O06_01

3D structure-based chemical foundation model to predict the bioactivity and toxicity

Tsuyoshi KIMURA *, Yoshihiro YAMANISHI

Graduate School of Informatics, Nagoya University
( * E-mail: kimura.tsuyoshi.p9@s.mail.nagoya-u.ac.jp )

It is extremely challenging to identify drug candidate compounds with desired properties [1]. The number of possible organic compounds is estimated to exceed 10⁶⁰; thus, experimental validation of all possible compounds is infeasible due to time and cost constraints. Machine learning approach plays a key role in the compound screening. However, labeled datasets of compounds with known properties are small in most cases, which makes it difficult to generalize the machine learning model well with the small labeled datasets. To address the problem, the foundational model has been receiving much attention. Most previously developed foundational models use a self-supervised pretraining on large unlabeled datasets such as SMILES strings or molecular graphs, followed by fine-tuning on smaller and labeled datasets. However, molecular properties such as bioactivity and toxicity depend heavily on the 3D structures of compounds; thus, it is difficult to accurately predict the molecular properties with foundation models that ignore the 3D structures of compounds.

INFORMATION:
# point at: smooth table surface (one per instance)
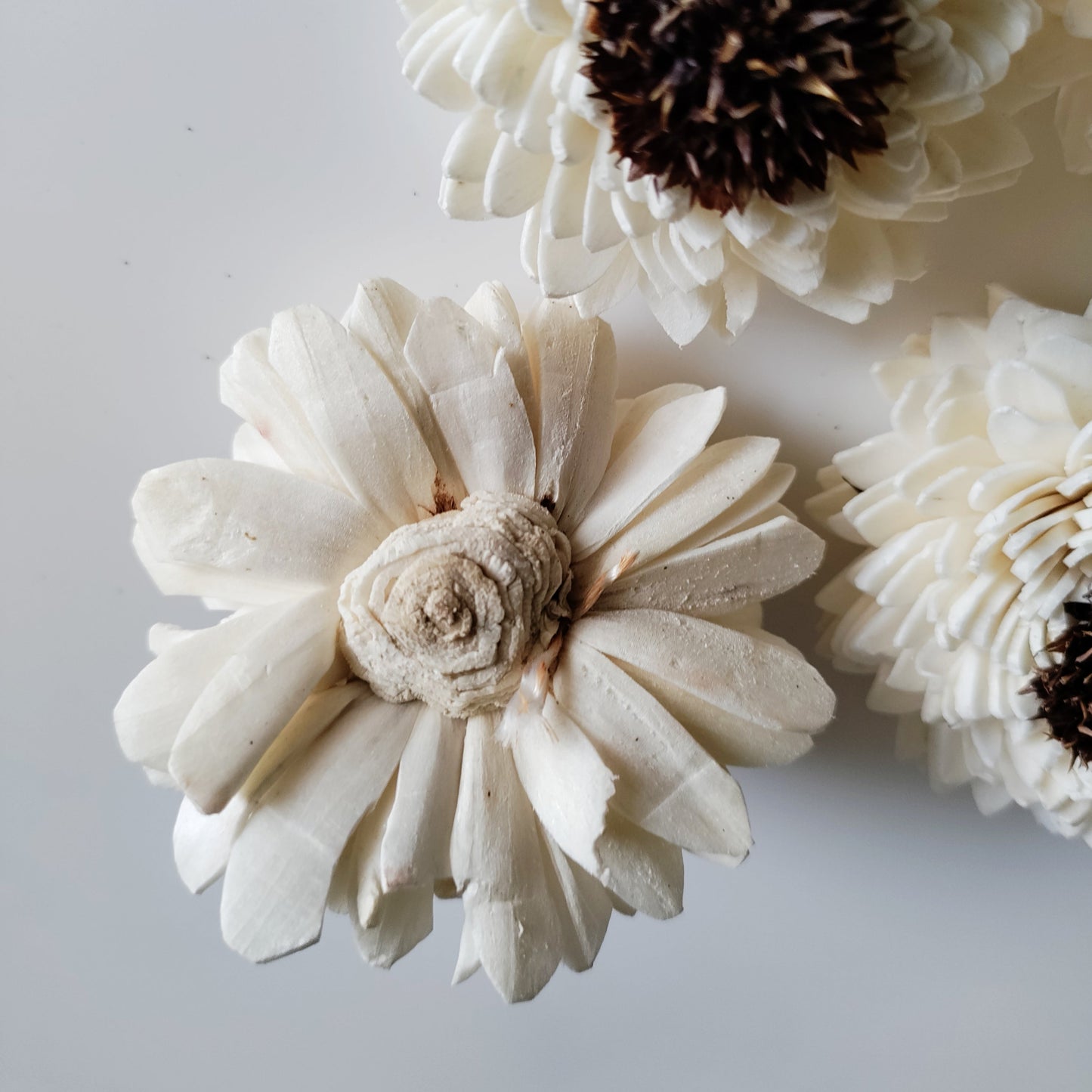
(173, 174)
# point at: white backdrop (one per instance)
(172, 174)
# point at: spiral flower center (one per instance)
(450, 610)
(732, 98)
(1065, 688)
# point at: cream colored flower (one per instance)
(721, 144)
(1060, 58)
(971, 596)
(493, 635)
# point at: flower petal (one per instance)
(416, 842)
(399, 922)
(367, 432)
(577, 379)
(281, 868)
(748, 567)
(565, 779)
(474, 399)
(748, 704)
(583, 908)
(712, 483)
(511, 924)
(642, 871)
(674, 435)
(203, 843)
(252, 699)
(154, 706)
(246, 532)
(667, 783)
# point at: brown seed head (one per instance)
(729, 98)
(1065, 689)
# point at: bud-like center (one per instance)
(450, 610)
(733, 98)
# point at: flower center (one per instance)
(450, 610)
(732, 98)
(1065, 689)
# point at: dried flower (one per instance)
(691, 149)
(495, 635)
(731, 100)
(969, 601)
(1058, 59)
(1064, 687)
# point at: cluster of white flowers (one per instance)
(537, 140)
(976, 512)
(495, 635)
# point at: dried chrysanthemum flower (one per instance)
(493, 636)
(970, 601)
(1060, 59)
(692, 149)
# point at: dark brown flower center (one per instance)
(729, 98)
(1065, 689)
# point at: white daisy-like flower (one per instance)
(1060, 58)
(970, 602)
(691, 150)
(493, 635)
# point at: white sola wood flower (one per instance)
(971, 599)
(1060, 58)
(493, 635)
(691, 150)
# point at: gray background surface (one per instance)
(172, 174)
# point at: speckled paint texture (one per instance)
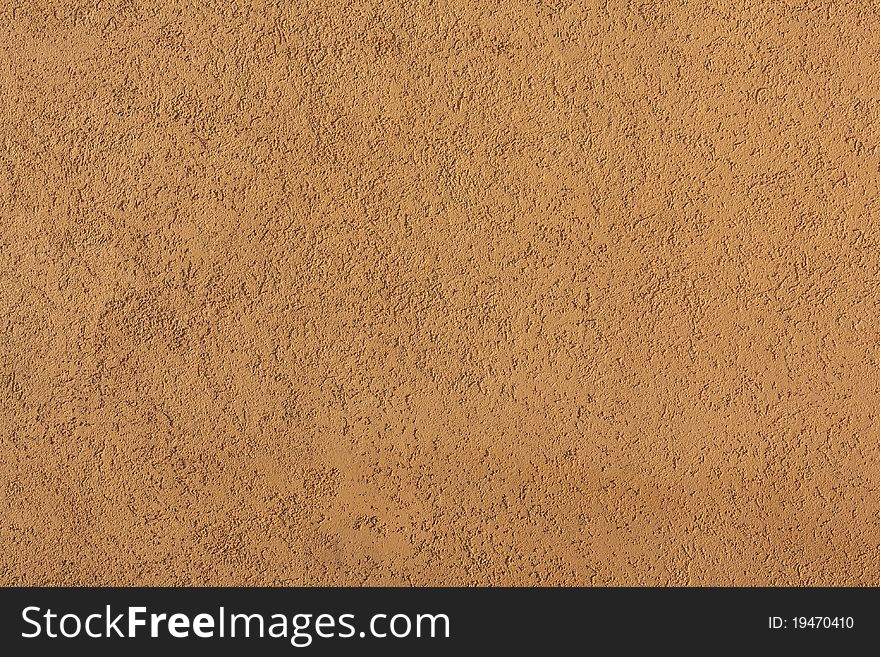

...

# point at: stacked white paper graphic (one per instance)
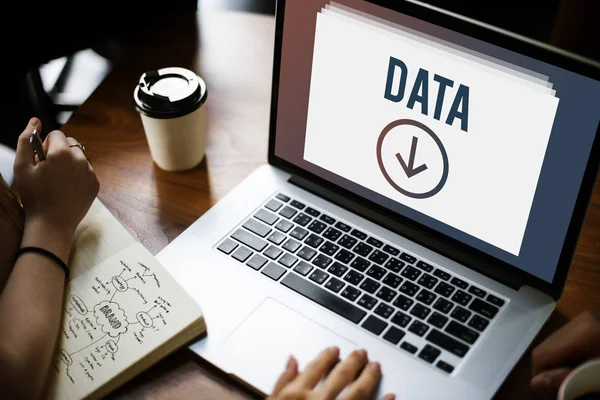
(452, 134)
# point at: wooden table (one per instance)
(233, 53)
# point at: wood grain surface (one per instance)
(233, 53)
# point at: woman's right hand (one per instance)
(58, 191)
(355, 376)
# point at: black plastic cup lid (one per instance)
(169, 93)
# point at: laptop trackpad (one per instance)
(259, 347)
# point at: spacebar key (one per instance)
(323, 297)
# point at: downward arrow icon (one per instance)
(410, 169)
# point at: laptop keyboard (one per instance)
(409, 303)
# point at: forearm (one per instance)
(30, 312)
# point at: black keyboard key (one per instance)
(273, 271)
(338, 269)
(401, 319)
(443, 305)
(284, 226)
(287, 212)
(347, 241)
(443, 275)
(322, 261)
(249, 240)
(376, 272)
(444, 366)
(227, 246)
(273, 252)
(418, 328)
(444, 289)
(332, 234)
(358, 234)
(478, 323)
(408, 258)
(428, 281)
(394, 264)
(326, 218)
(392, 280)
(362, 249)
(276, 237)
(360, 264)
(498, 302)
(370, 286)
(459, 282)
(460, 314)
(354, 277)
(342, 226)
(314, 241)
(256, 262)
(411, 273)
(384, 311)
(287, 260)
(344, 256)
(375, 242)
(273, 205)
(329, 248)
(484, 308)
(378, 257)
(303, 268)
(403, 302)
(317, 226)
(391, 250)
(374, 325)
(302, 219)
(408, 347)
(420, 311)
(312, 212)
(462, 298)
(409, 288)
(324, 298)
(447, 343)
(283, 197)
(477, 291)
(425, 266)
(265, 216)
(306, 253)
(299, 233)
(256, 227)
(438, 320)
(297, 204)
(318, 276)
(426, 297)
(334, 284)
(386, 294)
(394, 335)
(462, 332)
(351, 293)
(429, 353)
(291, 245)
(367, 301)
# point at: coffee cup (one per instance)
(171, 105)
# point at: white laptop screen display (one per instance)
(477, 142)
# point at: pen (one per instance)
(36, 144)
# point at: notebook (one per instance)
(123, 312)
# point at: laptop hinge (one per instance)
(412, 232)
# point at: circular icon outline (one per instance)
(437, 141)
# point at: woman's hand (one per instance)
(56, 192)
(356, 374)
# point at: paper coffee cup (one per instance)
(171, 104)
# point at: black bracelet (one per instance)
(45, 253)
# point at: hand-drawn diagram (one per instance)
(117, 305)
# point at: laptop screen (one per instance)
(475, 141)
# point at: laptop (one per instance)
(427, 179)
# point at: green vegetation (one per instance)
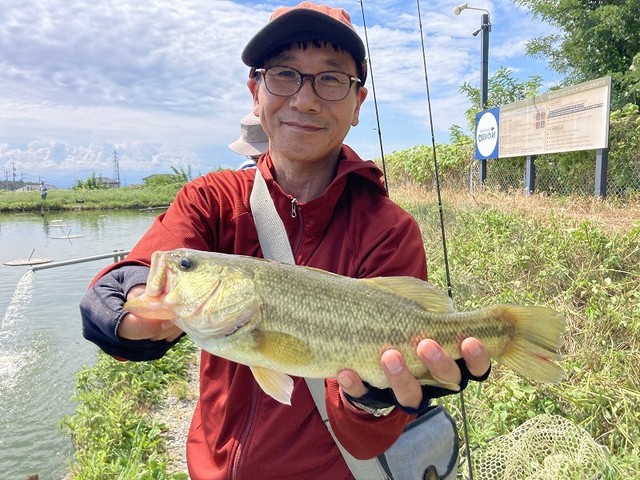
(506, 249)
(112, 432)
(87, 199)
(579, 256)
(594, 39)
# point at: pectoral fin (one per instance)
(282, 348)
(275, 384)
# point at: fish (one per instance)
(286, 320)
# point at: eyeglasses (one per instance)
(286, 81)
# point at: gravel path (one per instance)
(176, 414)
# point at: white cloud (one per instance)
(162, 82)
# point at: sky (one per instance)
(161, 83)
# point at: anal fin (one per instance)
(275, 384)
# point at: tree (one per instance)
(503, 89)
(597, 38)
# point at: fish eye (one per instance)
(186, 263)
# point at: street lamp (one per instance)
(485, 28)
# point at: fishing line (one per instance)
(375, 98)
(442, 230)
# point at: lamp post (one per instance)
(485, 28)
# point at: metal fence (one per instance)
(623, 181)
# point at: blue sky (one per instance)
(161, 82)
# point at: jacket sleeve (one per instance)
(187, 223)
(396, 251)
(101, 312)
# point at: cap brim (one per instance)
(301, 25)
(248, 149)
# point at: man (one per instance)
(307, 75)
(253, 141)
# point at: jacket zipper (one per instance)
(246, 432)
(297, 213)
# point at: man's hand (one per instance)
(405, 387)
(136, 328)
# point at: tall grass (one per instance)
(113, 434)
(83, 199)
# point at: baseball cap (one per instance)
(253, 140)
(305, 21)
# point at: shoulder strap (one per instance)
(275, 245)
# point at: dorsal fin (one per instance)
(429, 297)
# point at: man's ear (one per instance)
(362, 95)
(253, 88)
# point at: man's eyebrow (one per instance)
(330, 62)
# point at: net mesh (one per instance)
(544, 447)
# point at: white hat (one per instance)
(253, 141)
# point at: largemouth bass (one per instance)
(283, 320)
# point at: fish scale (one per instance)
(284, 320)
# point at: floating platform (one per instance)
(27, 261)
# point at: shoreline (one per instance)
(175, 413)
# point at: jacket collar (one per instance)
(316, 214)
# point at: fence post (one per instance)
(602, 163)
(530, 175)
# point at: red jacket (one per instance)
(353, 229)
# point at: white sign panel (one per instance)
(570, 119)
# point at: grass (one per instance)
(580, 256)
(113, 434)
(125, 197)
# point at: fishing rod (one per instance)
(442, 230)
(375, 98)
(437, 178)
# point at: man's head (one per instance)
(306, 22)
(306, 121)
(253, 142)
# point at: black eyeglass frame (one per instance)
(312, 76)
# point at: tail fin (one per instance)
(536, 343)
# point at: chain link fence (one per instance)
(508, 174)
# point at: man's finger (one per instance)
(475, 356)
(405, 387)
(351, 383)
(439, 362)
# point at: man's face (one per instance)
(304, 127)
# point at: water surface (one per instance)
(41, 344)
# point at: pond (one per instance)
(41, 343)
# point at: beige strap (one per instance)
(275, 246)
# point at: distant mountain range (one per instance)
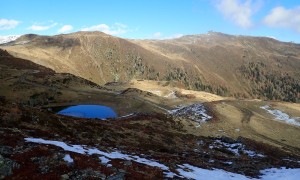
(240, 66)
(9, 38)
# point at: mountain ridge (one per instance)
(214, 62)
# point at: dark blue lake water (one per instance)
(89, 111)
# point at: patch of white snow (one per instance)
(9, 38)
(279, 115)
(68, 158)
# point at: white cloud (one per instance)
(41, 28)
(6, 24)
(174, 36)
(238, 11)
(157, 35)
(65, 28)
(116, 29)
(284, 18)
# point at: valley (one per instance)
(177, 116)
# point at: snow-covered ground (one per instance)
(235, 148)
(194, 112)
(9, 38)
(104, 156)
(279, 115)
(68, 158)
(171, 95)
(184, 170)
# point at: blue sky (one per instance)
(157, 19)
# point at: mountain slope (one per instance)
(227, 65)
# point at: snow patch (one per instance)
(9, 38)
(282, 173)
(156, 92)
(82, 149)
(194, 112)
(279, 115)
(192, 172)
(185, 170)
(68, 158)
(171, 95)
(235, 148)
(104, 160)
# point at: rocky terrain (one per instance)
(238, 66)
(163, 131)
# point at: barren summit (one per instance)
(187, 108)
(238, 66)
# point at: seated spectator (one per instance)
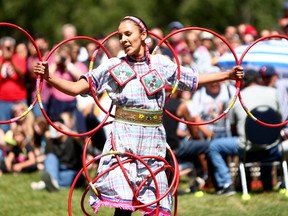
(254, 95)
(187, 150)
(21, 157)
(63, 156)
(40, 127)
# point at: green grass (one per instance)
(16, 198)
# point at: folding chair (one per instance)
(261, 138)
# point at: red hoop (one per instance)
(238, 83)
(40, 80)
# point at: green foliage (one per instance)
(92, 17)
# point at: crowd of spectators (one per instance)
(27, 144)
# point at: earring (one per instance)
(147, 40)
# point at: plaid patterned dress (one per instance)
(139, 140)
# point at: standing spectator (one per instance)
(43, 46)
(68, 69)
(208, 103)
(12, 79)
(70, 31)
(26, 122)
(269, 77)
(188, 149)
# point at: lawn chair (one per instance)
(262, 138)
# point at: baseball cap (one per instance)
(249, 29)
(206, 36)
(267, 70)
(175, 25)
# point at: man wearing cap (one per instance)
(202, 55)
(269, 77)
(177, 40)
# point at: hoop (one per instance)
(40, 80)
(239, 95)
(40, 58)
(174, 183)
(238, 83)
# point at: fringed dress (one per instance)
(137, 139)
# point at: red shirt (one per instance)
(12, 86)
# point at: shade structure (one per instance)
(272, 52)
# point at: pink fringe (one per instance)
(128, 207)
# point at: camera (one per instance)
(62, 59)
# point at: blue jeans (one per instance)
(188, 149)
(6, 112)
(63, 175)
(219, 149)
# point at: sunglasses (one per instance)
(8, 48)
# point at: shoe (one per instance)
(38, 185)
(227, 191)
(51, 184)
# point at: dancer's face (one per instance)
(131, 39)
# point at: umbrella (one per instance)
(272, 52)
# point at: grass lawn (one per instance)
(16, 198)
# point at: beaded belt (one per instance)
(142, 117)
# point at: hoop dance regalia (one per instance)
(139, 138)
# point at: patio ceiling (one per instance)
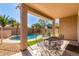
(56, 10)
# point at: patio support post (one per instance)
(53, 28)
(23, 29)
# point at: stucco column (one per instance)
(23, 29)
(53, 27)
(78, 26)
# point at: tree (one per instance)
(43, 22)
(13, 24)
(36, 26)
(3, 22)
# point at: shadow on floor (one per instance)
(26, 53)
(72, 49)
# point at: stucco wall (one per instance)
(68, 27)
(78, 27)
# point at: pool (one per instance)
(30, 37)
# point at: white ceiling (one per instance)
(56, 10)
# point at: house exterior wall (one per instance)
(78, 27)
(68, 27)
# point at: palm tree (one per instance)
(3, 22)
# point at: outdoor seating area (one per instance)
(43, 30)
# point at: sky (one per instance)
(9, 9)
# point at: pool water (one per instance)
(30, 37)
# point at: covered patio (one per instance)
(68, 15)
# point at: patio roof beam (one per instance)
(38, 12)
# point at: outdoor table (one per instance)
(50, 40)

--

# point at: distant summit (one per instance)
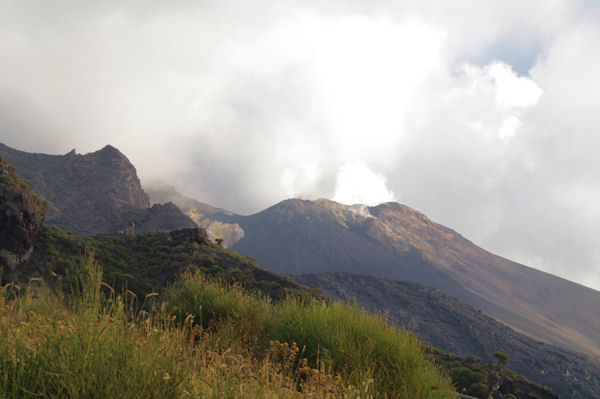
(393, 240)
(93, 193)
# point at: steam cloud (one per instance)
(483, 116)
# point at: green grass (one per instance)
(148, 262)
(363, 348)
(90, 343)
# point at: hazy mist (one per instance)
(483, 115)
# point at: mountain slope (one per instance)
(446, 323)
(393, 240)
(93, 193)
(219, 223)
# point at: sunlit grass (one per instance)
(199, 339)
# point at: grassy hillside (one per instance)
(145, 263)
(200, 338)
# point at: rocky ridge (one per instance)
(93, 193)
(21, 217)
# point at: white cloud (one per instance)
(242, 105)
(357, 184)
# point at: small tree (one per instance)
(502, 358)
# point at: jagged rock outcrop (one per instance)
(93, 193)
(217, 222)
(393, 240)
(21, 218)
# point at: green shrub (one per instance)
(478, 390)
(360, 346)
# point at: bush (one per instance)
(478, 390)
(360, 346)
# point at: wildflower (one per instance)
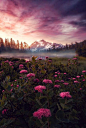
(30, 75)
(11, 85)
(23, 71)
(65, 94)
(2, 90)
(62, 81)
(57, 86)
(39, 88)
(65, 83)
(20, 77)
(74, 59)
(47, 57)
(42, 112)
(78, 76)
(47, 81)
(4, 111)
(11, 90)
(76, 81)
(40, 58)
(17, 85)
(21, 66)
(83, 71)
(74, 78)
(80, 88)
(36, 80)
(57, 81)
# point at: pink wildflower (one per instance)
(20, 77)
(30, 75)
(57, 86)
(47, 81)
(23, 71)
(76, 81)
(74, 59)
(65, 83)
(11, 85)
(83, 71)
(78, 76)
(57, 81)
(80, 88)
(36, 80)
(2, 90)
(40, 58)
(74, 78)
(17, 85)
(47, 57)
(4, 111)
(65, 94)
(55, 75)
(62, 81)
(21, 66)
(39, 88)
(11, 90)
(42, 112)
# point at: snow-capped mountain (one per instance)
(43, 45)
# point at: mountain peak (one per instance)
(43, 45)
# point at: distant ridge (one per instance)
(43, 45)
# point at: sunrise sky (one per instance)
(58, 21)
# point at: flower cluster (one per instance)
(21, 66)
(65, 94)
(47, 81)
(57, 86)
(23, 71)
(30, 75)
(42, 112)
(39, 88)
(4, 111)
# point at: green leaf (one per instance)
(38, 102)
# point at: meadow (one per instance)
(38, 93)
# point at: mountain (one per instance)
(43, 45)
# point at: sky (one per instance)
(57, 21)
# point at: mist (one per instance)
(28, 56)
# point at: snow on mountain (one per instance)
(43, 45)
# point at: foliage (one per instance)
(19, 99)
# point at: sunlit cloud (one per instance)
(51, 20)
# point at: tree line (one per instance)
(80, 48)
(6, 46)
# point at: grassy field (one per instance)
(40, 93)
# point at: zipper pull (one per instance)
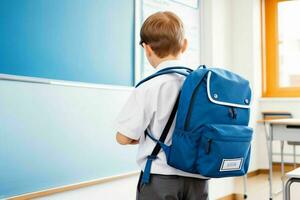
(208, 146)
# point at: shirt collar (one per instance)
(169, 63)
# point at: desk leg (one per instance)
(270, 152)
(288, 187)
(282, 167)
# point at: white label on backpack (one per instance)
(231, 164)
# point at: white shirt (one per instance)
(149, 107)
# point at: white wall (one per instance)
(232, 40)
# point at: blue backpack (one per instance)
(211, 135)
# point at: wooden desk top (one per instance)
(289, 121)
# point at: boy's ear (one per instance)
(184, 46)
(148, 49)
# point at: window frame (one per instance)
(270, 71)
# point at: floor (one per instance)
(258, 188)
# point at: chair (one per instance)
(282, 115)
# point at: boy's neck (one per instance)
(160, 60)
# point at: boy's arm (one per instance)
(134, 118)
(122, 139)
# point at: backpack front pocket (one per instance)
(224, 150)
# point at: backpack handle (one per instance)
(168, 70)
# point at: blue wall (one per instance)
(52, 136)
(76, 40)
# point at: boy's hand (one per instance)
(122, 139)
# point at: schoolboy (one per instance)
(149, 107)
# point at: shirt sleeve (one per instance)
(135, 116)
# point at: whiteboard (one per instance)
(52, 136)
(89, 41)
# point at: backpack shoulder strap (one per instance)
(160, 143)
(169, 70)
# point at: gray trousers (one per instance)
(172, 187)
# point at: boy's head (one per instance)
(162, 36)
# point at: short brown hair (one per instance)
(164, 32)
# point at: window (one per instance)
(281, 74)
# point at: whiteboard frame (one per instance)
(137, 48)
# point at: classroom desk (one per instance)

PROBLEM DESCRIPTION:
Write what comes next in the passage on a 3D structure-based chemical foundation model for predicting bioactivity and toxicity, picking up after its last sentence.

RESULT FOR THIS EXERCISE:
In this study, we propose a 3D structure-based chemical foundation model to predict various molecular properties (e.g., bioactivity and toxicity) of drug candidate compounds. Our foundational model is pre-trained based on 3D structures of compounds with an optimization technique that is more accurate than RDKit, and is fine-tuned for various molecular property prediction tasks. The optimization of compounds involves a supervised learning to match randomly generated 3D conformations with labeled conformations [2]. The pre-training task involves a self-supervised learning, where the inputs are 3D structures with randomly missing atoms and the structures are reconstructed from the 3D coordinates of the remaining atoms. In the results, we confirmed that our proposed method worked equally or better than existing methods, even with an extremely smaller dataset. The proposed model is expected to reduce the necessary computational resources and be applicable to complex molecular property prediction tasks.
[1] Regine Bohacek, et al. Med. Res. Rev., 1996.
[2] Gengmo Zhou, et al. The Eleventh International Conference on Learning Representations, 2023.